# Start of Source data

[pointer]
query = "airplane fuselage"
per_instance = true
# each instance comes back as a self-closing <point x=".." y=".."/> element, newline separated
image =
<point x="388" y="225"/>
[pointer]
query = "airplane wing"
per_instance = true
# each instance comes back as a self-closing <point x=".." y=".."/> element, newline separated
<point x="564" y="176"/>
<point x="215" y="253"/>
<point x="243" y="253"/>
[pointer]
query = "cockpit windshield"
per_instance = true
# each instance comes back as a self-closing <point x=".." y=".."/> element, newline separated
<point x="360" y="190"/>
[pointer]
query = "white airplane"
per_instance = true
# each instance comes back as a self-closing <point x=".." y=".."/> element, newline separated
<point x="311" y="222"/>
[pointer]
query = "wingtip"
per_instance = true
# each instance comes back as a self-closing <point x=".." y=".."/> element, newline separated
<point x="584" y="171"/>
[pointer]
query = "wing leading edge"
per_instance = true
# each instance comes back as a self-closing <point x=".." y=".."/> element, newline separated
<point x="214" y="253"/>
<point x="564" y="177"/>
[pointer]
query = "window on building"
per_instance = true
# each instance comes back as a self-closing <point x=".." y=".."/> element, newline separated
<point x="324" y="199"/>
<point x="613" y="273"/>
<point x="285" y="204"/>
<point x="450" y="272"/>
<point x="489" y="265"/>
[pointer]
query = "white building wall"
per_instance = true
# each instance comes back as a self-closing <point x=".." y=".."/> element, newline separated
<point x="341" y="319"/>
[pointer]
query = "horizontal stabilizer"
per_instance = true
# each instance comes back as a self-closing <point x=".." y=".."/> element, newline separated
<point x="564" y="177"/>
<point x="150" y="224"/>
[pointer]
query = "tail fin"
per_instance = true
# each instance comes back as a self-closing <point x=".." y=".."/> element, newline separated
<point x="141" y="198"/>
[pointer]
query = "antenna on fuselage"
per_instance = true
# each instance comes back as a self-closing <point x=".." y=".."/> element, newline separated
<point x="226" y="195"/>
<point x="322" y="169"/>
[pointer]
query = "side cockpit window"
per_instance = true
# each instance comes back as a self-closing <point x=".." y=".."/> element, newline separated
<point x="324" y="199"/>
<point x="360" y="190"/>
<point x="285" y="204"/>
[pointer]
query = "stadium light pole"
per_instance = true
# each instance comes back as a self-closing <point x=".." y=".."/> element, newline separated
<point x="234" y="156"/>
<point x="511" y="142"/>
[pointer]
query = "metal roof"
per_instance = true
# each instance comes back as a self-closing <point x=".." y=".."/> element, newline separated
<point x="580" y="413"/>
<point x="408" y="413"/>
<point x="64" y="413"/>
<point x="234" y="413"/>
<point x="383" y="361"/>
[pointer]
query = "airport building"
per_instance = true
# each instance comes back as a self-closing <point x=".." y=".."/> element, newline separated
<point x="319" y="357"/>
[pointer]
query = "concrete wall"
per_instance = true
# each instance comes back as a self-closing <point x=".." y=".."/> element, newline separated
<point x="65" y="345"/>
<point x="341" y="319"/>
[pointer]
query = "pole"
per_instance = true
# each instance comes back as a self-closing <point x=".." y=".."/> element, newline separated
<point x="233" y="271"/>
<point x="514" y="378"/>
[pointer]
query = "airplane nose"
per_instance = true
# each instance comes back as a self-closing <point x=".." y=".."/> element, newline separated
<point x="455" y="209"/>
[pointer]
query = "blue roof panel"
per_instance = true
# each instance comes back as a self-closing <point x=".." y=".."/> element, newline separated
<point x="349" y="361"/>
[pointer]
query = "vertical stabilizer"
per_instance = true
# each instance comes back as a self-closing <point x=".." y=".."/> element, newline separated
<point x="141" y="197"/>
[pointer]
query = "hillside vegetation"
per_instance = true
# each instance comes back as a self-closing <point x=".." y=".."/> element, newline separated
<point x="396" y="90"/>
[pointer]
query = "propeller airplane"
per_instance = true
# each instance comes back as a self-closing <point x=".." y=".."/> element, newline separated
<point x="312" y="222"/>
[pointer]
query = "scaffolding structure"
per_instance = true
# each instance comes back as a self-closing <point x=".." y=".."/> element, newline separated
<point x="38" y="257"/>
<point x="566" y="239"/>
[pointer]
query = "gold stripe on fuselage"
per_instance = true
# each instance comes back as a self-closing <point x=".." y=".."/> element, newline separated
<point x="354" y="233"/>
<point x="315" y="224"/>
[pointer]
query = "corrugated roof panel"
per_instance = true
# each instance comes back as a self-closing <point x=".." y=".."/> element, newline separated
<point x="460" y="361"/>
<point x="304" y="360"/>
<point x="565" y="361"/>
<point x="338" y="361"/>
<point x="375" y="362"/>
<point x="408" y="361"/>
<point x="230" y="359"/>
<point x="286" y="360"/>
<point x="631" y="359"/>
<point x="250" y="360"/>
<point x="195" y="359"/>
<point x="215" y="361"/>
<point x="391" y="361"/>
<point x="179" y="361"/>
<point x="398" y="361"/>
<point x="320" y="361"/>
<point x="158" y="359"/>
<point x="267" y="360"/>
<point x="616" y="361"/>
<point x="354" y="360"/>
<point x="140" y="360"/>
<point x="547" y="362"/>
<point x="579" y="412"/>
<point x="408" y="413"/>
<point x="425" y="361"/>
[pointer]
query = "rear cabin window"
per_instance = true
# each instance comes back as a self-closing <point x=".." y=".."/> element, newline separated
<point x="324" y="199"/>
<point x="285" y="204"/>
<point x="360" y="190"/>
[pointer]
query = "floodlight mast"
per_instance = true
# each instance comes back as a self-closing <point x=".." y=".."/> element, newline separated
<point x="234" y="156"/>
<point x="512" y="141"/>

# End of Source data

Gather every line of the records that contains the word "airplane" and copy each one out.

query = "airplane fuselage"
query = "airplane wing"
query = "white airplane"
query = "airplane nose"
query = "propeller airplane"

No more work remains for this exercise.